What the exercise asks:
Recast the records below as a Markdown table with two columns, Row and Line, giving each line its own numbered row and skipping blank lines. Leave out the pictures.

Pointing records for named objects:
►
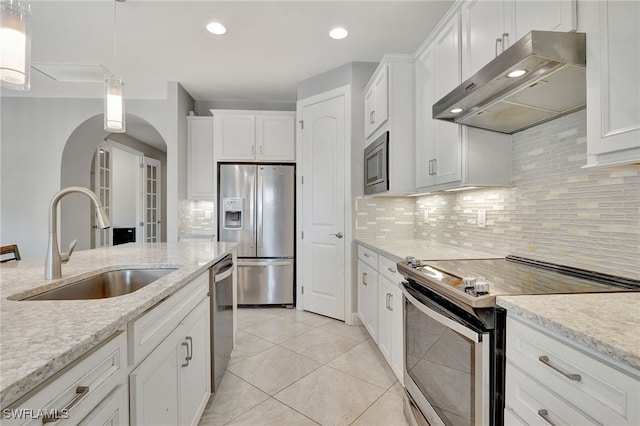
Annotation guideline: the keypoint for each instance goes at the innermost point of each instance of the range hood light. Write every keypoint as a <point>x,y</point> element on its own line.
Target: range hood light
<point>516,73</point>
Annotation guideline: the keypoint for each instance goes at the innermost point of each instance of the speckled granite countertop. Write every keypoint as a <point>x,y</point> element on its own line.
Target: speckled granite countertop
<point>607,323</point>
<point>39,338</point>
<point>422,249</point>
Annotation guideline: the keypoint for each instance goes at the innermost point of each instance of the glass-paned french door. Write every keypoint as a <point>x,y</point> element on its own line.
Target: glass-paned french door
<point>151,200</point>
<point>103,185</point>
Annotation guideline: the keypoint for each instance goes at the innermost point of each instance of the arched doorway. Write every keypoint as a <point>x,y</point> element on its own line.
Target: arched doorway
<point>78,168</point>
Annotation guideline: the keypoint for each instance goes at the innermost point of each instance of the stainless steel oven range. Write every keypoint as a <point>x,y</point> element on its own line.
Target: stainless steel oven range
<point>455,333</point>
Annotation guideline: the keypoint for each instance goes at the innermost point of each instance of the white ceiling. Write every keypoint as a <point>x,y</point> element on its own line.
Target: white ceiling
<point>270,46</point>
◄
Finished exercise:
| Row | Line |
|---|---|
| 1 | Annotation guideline: the keypoint for each instance goes at the innermost point of each instance of the range hood light. Write every keypoint as a <point>x,y</point> element on its own line. |
| 2 | Target: range hood light |
| 3 | <point>516,73</point> |
| 4 | Annotation guideline: the keypoint for each instance goes at the innermost point of each instance of the speckled granite countertop. Write every keypoint as a <point>x,y</point> element on its own line. |
| 5 | Target: speckled granite countertop |
| 6 | <point>607,323</point> |
| 7 | <point>39,338</point> |
| 8 | <point>422,249</point> |
| 9 | Annotation guideline: the keypoint for each instance goes at the innermost point of each instance of the glass-paned french door. Write every keypoint as a <point>x,y</point> element on its own line. |
| 10 | Target: glass-paned french door |
| 11 | <point>151,200</point> |
| 12 | <point>103,185</point> |
| 13 | Annotation guideline: the keypoint for each instance goes at the innermost point of each instance of the arched doorway. Write every keypoint as a <point>x,y</point> element on its own line. |
| 14 | Target: arched doorway |
| 15 | <point>78,168</point> |
| 16 | Annotation guideline: the keypoint for each instance goes at the innermost point of each instance of the stainless steel oven range. Write every keypoint as a <point>x,y</point> element on its own line. |
| 17 | Target: stainless steel oven range |
| 18 | <point>455,333</point> |
| 19 | Annotation guideline: the keypoint for each instance goes at the innermost point of each instance of the white ceiling. Write every keypoint as a <point>x,y</point> element on its own line. |
| 20 | Target: white ceiling |
| 21 | <point>270,46</point> |